§ SELECTED EXCERPT
= = = =

The Kid Stays in the Picture
BY Greg Archer
November 26 2008 1:00 AM ET
“‘The Paragraph’ became our euphemism
for the events in 1958 that made mother and me
notorious the world over,” she writes in the book.
But the authors’ true mission is to present
Turner in a new light through rare photographs and
personal vignettes. The result is one of the season’s
more engaging reads, a coffee table-size tome that cleverly
balances the surreal with the sublime as it gently
moves along a creative catwalk loaded with lovers,
liars, and hundreds of classic Hollywood stars.
“Every
section adds layers to who she was, as an actress, mother,
daughter, lover, friend, and idol to legions of movie
fans,” Crane says. “We tried to show the
real person and to fill in a lot of the things that
were wondered about in public over the years, but with a
humorous slant. Because the one thing about mother was
that she didn’t like anyone that didn’t
get the joke.”
Turner, who died
at the age of 74 in 1995, was forever idolized after
being discovered at the age of 16 by Hollywood
Reporter publisher Billy Wilkerson while she was sipping
a Coke at a soda shop in Beverly Hills. When asked by
Wilkerson if she wanted to be in motion pictures,
Turner said, according to Crane's account, “I
don’t know. I have to ask my mother.”
Turner fans may
appreciate Crane’s frothy nuggets throughout the
book. Like Carrie Bradshaw after her, the star was a
bona fide “shoe girl.” At one time she
had accumulated 698 pairs. Meanwhile, a 20-foot jewelry
vault, built in her home closet, was where she stored
valuable diamonds, pearls, and emeralds.
The memoir really
shines, though, when Crane narrows her focus on more
intimate details. Her mother was shy, for instance, and of
her film debut in 1937’s They Won’t
Forget -- a fitting title -- Crane writes that her
mother “was absolutely mortified and wanted to
crawl under the seat” when she saw herself.

= = = =

§ DATASET CONTENT
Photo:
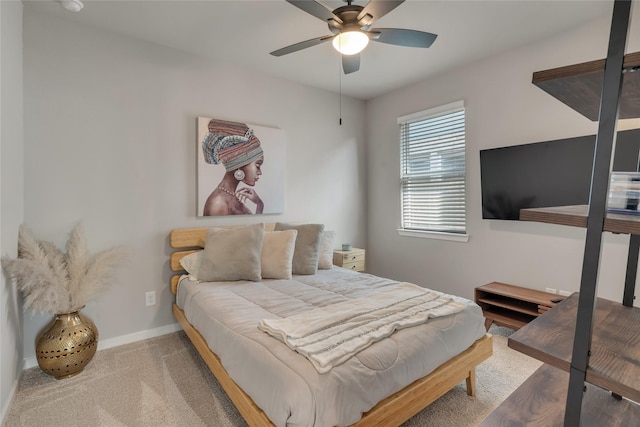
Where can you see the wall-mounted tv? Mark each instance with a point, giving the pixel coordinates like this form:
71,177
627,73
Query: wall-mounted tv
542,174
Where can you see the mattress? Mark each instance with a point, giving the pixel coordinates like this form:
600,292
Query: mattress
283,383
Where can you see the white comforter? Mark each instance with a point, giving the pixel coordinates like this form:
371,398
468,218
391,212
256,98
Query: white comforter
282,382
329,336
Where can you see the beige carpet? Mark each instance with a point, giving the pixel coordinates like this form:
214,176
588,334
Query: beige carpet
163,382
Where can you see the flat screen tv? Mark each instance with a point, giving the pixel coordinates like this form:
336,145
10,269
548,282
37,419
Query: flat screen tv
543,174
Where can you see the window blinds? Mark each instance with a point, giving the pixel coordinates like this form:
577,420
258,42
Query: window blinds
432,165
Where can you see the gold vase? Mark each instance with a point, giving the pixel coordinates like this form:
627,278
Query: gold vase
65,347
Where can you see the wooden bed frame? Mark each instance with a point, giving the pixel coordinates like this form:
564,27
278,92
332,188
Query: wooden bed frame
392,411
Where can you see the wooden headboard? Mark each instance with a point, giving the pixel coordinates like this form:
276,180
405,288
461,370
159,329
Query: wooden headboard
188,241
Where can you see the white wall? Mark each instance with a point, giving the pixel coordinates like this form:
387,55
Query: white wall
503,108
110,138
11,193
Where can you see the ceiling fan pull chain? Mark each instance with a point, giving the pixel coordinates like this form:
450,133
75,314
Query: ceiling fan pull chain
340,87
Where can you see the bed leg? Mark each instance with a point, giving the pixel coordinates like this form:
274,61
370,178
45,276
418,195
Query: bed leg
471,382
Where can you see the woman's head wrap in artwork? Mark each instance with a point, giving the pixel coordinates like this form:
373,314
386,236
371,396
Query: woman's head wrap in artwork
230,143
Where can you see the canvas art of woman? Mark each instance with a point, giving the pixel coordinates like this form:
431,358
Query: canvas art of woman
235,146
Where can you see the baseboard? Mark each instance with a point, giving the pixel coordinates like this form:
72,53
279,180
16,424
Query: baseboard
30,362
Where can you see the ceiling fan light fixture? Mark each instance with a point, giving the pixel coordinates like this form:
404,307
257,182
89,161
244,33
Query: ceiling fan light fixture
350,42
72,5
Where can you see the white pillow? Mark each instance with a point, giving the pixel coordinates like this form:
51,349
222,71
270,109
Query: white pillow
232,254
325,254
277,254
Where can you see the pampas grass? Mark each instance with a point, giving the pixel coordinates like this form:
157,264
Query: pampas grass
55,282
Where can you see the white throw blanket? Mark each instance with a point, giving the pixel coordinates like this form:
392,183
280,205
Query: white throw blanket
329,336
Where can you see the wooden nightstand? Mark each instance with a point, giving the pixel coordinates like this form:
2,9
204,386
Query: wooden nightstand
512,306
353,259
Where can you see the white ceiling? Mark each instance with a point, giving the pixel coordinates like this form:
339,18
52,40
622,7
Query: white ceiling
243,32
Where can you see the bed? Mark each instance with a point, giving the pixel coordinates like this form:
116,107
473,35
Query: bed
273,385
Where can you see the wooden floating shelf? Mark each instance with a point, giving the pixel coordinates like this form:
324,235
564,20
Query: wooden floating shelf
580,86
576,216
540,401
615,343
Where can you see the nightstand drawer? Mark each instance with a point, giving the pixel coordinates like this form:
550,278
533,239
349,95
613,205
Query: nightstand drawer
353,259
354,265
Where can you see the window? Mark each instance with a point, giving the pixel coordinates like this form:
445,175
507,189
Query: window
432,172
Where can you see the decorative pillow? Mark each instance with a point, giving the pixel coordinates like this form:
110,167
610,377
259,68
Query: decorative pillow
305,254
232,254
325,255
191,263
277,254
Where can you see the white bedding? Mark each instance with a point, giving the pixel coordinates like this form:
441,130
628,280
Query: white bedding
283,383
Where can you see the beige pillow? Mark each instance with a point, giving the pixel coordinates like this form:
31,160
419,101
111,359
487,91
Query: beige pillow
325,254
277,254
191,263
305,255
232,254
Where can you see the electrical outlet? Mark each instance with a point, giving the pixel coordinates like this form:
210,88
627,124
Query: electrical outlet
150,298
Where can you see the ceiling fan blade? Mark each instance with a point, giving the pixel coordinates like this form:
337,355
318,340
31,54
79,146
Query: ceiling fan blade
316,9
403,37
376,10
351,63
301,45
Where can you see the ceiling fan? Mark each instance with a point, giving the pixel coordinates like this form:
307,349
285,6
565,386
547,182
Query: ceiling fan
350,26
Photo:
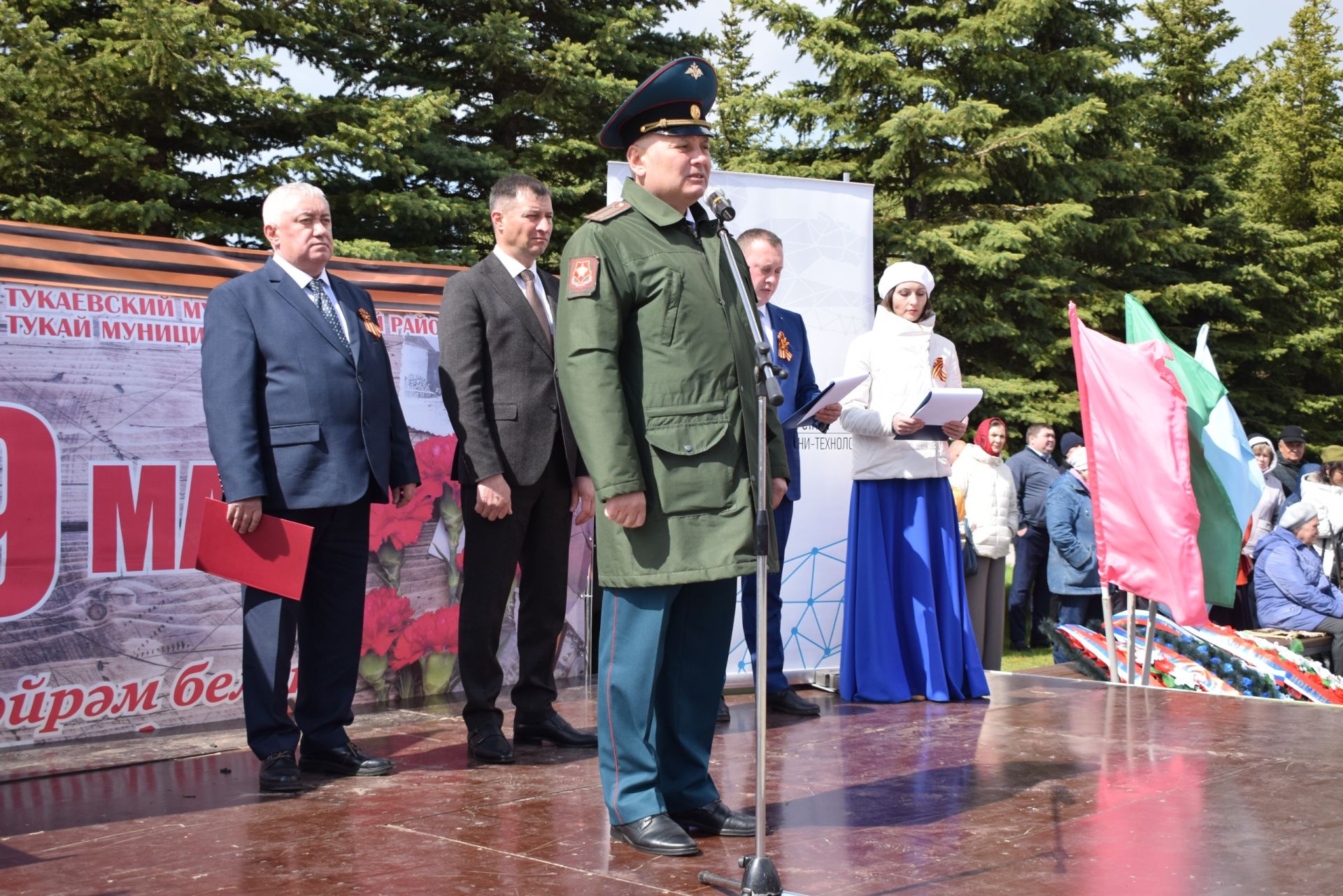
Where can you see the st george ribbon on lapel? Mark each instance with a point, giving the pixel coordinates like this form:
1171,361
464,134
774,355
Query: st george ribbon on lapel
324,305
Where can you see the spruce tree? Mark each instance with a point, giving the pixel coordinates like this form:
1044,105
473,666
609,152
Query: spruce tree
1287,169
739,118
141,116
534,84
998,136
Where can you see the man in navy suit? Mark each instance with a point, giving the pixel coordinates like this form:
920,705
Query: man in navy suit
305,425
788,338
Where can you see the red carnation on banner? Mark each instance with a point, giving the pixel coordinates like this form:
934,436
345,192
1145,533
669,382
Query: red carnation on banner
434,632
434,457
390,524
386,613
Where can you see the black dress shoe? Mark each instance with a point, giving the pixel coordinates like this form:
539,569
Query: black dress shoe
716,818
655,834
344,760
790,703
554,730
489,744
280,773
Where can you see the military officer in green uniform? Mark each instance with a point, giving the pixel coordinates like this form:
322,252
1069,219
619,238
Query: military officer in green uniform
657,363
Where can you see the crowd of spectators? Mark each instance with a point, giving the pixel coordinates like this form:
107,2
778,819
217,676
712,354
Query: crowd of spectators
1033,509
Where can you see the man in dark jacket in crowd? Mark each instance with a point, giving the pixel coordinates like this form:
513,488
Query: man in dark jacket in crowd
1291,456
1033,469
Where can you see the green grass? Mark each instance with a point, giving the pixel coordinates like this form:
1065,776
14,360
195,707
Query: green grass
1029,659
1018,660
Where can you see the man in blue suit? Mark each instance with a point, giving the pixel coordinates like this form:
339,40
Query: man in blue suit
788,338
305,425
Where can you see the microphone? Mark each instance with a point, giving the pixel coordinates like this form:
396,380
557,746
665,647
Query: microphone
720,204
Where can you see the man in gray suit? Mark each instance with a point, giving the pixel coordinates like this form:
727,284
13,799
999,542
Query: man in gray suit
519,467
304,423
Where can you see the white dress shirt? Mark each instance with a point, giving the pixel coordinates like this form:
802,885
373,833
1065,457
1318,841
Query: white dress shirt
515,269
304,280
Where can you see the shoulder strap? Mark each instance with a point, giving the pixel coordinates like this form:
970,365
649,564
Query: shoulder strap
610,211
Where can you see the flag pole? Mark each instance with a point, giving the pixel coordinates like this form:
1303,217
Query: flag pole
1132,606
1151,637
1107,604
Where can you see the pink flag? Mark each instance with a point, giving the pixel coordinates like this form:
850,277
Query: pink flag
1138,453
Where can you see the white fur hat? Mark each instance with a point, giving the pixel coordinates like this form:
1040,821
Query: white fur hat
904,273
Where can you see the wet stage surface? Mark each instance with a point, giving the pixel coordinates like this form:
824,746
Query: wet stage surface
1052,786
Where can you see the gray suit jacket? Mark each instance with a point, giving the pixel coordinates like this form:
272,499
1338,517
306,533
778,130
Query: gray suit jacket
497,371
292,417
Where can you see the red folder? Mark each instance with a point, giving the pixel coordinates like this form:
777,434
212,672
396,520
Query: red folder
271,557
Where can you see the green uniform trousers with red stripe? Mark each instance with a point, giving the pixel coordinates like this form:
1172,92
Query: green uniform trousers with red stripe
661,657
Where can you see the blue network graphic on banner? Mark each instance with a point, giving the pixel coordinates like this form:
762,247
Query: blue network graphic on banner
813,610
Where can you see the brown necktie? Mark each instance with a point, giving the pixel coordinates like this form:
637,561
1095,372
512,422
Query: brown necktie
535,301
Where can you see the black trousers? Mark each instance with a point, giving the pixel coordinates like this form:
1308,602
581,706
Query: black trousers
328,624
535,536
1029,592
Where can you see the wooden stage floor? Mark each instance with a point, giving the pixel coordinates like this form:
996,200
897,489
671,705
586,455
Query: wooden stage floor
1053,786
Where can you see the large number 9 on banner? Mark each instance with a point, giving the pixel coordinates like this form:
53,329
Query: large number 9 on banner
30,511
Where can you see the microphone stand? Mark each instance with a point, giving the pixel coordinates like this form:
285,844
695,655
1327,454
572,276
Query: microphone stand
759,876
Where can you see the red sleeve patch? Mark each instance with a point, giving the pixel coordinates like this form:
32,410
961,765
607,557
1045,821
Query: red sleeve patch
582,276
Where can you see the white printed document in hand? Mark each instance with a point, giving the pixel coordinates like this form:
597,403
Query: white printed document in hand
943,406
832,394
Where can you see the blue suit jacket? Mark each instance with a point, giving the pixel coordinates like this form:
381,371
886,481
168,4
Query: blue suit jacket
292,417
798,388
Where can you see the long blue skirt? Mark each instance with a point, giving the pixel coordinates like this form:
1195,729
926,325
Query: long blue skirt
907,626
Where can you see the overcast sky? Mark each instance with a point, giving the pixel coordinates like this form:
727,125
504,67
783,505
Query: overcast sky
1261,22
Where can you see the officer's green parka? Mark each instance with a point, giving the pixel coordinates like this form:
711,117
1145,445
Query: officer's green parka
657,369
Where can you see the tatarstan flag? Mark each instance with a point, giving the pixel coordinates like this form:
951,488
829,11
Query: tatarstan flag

= = = =

§ TASKS
[a] In the review, can you rewrite the paragraph beginning "Turner fans may" more briefly, keeping its main facts?
[b] Which lines of the records contain the word "ribbon"? Return each one.
The review and the records have no connection to each other.

§ RESULTS BY TASK
[a] Crane's book offers Turner fans light tidbits. Like Carrie Bradshaw later, Turner was a true "shoe girl" who once owned 698 pairs. She kept diamonds, pearls, and emeralds in a 20-foot jewelry vault built into her home closet.

[b]
Where can you see the st george ribbon on lapel? Mark each instance with a point, giving the pixel coordinates like this form:
Query: st george ribbon on lapel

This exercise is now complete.